--- Provided entries ---

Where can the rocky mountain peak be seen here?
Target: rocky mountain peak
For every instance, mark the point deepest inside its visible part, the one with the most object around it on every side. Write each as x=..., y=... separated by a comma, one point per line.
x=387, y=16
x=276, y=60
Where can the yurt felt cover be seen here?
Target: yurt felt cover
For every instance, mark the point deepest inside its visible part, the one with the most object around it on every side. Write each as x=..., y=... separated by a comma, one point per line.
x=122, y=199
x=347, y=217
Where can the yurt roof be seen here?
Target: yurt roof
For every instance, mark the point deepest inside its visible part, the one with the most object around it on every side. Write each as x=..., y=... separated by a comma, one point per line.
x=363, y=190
* * *
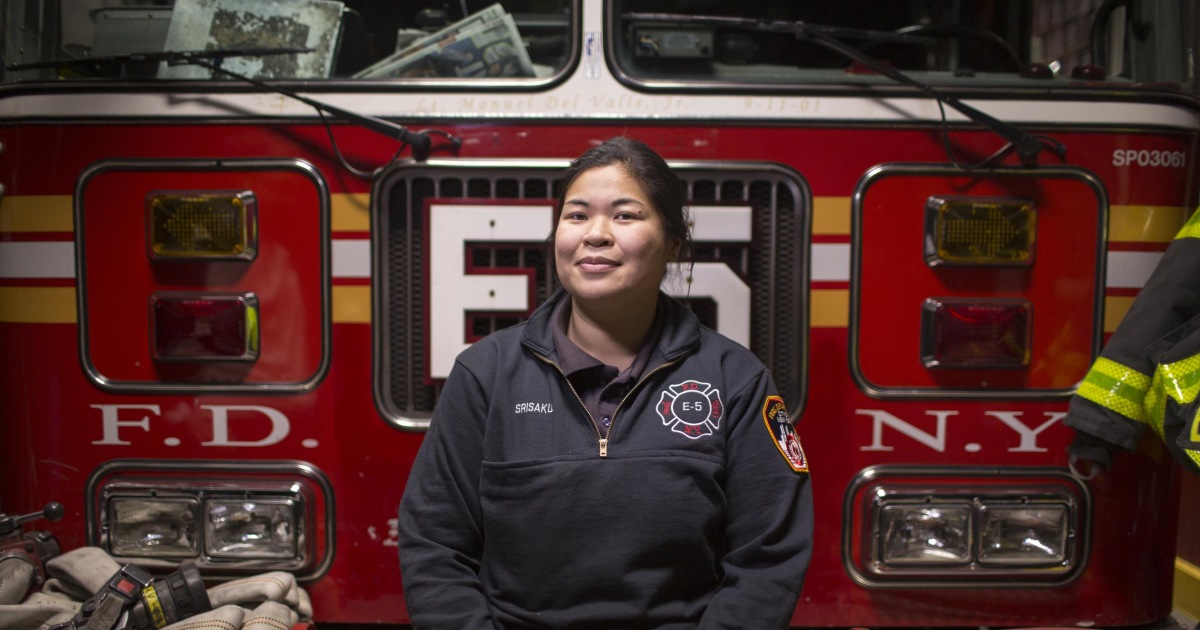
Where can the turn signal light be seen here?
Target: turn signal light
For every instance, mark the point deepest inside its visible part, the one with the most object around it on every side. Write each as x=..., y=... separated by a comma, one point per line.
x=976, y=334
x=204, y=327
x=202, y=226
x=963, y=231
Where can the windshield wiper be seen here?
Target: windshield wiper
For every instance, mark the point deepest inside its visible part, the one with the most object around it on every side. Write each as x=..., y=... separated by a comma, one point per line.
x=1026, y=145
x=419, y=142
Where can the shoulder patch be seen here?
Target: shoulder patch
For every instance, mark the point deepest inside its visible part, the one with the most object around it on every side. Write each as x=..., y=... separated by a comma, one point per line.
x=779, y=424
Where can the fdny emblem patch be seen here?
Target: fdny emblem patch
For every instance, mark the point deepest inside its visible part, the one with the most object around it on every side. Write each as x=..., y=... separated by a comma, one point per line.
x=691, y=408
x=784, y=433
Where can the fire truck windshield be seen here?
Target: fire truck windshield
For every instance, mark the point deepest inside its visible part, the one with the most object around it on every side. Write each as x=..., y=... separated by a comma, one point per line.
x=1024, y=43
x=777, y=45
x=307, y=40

--- Exercise ---
Return a copy of every line in the records that includes the string "fire".

--- Completed task ---
Where can the fire truck windshield be seen here?
Target: fire truck windshield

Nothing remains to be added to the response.